**Set exercise**
Select each line in the entries below that contains the string "billboard", and reproduce every such line in full. The match is case-sensitive.

**Object position labeling entries**

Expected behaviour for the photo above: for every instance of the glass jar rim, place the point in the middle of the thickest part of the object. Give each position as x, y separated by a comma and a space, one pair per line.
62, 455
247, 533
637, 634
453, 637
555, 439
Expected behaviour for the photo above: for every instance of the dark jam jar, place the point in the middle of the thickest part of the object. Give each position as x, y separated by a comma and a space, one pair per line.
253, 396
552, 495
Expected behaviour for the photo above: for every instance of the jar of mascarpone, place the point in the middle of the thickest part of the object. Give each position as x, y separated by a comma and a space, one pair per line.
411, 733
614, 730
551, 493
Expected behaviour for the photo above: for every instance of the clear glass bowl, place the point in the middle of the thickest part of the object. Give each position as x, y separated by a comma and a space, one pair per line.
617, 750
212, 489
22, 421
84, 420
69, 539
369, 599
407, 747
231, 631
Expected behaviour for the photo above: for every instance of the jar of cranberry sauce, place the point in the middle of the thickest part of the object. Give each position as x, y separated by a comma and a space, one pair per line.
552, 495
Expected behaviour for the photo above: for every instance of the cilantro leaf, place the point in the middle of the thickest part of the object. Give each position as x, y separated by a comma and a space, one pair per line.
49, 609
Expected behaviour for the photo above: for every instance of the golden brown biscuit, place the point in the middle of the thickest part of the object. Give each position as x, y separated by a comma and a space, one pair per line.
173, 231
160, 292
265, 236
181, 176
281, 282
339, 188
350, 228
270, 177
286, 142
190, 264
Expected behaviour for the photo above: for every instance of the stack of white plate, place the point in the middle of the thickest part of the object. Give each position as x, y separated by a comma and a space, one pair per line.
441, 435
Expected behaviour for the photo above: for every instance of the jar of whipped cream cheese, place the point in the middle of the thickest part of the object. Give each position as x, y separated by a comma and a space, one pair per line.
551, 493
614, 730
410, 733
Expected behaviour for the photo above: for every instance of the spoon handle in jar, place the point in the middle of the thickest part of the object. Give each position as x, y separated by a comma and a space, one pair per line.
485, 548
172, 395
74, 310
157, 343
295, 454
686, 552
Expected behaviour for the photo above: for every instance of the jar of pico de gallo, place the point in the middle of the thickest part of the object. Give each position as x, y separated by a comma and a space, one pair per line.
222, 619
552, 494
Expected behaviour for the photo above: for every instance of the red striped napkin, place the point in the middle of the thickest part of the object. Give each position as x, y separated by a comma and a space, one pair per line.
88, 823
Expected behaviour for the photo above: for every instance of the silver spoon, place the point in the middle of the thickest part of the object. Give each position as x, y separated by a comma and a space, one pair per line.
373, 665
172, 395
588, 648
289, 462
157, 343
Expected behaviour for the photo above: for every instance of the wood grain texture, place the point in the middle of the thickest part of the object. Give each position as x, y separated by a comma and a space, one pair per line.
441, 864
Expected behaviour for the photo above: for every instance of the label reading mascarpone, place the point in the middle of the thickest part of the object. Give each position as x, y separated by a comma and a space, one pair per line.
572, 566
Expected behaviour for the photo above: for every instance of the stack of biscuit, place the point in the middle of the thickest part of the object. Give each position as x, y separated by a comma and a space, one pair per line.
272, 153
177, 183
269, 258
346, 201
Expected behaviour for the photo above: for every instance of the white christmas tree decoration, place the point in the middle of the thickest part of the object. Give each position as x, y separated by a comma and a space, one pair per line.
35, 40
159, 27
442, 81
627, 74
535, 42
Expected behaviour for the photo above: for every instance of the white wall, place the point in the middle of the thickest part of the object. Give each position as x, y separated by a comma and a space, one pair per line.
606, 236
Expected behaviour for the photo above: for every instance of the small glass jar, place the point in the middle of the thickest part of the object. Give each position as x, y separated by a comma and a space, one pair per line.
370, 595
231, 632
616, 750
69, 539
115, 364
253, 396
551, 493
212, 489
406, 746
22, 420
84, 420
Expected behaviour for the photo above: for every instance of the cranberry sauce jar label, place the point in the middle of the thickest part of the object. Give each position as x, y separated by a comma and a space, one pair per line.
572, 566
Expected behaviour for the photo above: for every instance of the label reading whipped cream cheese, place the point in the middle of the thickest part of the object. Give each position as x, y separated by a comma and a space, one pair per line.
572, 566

---

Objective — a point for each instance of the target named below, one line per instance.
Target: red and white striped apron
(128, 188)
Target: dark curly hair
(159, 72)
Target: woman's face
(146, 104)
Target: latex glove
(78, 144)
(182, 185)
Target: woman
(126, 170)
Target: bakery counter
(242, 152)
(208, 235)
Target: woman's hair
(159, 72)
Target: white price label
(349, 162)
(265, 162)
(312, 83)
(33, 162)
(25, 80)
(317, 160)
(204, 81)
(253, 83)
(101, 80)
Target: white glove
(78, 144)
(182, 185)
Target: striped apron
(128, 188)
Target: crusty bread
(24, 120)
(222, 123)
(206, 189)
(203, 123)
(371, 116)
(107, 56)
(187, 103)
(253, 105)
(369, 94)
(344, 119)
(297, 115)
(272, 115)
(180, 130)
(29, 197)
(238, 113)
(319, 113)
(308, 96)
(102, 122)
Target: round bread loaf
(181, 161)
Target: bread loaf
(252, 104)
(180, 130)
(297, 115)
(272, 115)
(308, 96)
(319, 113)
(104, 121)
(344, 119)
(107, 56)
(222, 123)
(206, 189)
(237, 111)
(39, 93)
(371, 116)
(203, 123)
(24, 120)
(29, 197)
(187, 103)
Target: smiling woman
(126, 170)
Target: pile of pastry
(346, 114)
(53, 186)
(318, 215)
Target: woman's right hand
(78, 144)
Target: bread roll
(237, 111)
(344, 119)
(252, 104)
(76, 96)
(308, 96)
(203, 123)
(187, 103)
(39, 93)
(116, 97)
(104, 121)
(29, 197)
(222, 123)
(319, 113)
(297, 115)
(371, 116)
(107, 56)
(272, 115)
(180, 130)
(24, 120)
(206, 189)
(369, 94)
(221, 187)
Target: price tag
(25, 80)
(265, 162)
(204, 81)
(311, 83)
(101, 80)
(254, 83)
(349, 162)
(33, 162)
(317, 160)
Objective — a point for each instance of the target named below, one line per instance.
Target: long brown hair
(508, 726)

==

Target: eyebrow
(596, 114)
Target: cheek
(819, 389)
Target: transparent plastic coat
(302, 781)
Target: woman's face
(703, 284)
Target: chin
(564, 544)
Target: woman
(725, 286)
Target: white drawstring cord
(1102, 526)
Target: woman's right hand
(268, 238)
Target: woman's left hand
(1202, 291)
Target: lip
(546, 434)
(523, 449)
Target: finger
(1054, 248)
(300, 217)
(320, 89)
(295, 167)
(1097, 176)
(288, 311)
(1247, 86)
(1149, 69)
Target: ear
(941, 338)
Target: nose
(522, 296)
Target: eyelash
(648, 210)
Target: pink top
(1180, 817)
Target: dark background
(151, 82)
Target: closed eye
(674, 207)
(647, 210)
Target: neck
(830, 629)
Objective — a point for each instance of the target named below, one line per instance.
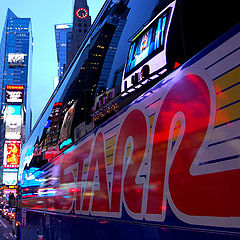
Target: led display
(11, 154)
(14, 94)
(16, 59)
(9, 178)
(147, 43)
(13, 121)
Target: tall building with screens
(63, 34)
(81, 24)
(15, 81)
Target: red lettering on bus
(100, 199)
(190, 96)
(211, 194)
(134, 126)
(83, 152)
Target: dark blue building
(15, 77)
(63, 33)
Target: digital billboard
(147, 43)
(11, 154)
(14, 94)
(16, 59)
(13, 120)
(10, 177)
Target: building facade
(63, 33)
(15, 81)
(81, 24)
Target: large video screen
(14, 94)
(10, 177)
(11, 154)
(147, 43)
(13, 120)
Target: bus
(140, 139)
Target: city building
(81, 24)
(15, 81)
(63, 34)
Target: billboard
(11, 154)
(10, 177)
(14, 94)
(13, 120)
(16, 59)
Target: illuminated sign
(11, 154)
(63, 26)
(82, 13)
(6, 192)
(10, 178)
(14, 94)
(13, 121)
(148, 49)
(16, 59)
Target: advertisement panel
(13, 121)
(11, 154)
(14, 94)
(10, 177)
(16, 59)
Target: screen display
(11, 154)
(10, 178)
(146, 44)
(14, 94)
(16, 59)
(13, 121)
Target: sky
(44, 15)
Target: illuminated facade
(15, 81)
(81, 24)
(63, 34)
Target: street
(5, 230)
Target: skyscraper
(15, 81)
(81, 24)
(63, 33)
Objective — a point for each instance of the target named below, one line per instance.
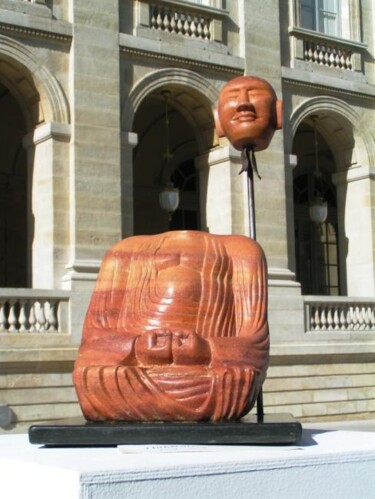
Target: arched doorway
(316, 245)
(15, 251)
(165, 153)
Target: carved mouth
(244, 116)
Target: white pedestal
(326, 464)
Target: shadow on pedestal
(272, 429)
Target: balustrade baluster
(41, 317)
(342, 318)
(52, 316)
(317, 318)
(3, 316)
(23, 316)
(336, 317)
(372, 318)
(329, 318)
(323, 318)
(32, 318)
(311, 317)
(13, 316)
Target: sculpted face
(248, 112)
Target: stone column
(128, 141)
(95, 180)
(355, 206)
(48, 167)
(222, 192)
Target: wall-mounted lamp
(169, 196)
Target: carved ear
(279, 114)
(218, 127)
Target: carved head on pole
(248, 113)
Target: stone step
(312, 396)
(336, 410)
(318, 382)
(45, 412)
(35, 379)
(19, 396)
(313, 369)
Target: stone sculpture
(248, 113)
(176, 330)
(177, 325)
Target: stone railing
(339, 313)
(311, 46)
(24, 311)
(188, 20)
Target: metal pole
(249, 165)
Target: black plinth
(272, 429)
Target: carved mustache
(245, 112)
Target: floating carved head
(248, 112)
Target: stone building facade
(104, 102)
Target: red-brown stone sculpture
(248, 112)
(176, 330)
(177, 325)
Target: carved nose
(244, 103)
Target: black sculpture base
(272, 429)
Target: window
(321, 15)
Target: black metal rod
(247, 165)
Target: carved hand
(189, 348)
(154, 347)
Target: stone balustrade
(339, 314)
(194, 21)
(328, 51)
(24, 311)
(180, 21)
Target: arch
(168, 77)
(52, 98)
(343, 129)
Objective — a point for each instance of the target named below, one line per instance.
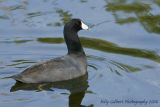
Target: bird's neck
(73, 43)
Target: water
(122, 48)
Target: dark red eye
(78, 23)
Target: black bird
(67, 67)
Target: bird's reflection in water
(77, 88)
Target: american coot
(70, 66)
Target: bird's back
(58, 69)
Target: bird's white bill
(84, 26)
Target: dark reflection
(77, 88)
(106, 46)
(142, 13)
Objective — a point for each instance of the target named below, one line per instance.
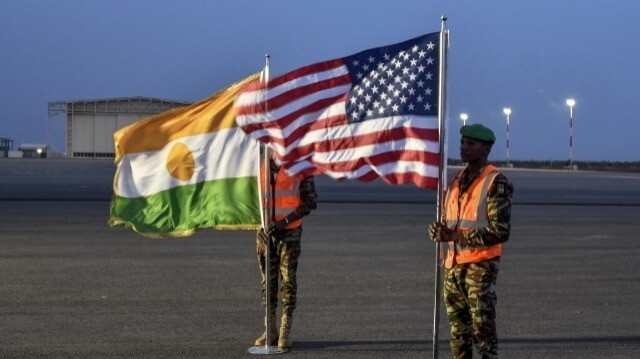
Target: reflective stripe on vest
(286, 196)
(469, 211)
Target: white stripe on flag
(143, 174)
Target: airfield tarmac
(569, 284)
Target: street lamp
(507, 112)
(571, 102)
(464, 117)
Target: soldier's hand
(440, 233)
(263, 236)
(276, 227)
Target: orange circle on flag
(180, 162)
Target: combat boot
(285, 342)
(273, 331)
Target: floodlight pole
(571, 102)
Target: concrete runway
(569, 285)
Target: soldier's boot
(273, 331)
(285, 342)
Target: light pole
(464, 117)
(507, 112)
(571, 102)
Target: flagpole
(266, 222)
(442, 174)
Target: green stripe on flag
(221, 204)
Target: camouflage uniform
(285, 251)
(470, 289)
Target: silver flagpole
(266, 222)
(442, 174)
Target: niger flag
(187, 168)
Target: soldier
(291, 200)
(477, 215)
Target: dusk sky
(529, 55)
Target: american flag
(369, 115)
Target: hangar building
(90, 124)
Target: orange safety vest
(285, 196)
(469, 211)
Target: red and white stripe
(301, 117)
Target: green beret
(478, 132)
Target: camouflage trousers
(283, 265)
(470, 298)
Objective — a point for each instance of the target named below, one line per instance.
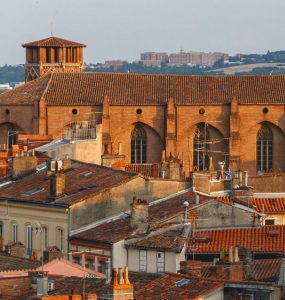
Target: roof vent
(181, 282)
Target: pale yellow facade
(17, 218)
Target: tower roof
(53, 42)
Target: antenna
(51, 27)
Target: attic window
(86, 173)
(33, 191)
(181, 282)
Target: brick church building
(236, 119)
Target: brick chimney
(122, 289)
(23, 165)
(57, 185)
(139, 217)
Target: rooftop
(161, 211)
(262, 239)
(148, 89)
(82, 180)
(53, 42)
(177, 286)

**Solved problem**
Target: digital billboard
Target: billboard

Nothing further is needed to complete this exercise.